Work instructions> Count the lines in the entries below that contain the word "frame", treating uppercase and lowercase as different. Give only the number.

Source records>

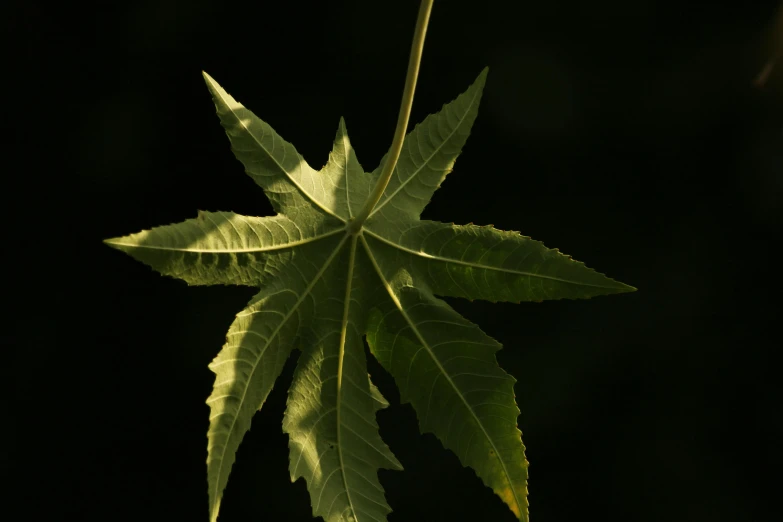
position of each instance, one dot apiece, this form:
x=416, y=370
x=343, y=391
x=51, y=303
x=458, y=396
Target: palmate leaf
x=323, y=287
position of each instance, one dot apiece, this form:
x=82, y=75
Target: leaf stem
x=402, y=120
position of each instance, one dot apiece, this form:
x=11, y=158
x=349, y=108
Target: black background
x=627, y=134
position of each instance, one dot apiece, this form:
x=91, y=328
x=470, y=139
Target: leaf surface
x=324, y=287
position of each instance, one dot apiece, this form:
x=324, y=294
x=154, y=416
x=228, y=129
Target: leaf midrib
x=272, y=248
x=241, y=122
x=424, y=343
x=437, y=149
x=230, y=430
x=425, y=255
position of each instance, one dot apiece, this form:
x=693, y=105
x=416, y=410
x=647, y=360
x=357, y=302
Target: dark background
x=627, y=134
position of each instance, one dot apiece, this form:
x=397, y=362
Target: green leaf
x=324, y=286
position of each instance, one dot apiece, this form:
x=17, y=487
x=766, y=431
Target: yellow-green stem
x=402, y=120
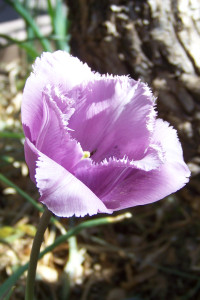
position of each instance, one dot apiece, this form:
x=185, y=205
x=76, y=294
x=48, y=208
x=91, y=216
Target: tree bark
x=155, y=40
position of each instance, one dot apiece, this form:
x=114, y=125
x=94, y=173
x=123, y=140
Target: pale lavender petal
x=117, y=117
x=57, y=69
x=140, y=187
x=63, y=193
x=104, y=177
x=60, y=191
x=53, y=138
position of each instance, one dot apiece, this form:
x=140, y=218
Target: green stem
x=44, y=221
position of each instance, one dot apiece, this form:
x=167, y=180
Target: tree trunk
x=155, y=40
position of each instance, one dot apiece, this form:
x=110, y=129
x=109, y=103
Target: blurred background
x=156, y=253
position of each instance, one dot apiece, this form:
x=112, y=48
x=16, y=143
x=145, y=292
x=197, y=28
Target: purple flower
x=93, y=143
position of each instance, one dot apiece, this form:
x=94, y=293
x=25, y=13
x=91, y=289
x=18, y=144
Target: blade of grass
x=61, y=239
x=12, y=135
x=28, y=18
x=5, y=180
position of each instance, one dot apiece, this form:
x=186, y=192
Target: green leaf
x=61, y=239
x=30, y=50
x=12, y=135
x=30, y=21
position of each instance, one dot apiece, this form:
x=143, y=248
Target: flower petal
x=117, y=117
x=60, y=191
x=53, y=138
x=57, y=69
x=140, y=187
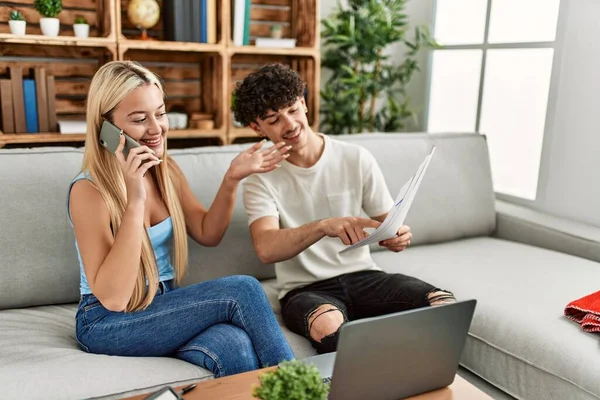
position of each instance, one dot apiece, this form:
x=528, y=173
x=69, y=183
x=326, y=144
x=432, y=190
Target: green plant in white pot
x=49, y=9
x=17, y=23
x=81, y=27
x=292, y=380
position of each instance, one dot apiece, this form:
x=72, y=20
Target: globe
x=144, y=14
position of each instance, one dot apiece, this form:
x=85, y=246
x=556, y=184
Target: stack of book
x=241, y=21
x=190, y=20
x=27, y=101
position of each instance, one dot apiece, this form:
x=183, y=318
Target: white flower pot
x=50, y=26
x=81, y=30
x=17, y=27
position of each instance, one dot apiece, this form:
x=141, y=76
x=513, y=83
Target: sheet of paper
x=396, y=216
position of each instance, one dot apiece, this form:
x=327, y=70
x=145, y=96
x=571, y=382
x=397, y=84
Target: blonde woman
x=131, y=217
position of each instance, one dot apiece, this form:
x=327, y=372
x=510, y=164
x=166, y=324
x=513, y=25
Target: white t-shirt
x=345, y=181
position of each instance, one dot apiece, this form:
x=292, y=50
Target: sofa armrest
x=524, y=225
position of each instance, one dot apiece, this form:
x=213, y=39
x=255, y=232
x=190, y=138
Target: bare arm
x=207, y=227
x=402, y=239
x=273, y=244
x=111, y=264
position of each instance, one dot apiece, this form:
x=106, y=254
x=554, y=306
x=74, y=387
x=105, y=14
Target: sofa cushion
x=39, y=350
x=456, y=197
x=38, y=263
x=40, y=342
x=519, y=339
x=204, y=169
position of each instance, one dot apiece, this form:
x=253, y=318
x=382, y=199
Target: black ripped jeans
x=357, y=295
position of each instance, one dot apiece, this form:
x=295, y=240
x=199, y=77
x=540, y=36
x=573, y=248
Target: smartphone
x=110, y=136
---
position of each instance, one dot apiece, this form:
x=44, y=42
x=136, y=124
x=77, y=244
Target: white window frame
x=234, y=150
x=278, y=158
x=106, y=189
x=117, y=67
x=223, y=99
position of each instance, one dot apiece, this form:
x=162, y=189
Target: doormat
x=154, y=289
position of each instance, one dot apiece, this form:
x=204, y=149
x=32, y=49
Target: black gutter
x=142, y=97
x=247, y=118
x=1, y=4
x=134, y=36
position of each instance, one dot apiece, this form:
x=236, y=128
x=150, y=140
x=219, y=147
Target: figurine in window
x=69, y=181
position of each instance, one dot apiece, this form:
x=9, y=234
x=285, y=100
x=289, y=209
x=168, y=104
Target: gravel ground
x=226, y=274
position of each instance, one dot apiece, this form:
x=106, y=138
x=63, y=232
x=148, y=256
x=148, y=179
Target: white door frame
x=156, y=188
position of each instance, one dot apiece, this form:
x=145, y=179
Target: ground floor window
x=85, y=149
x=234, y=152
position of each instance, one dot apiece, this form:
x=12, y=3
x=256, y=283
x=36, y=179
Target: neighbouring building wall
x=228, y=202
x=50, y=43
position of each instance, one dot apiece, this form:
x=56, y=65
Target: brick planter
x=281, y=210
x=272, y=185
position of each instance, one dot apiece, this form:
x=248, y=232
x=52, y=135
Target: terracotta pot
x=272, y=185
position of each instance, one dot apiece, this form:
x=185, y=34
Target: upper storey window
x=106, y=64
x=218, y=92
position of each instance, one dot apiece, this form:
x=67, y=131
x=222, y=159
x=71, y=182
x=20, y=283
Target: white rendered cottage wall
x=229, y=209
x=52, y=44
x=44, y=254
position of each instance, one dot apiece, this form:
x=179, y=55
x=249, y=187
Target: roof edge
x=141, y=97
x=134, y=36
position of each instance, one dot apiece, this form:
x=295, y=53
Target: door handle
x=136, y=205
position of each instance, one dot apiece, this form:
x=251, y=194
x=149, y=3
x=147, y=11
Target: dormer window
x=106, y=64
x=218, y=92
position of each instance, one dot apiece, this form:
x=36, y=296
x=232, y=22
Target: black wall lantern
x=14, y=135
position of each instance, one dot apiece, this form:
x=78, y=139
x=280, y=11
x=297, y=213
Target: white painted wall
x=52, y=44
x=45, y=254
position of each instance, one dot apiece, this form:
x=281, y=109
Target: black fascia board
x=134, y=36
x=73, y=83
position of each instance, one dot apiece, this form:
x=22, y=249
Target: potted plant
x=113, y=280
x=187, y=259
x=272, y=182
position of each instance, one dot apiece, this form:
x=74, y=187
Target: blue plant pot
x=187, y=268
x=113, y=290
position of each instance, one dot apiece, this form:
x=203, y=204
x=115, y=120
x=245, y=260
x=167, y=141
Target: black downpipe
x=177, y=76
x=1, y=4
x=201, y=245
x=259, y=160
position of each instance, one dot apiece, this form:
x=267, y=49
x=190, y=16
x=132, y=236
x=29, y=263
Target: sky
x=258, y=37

Completed exercise> 2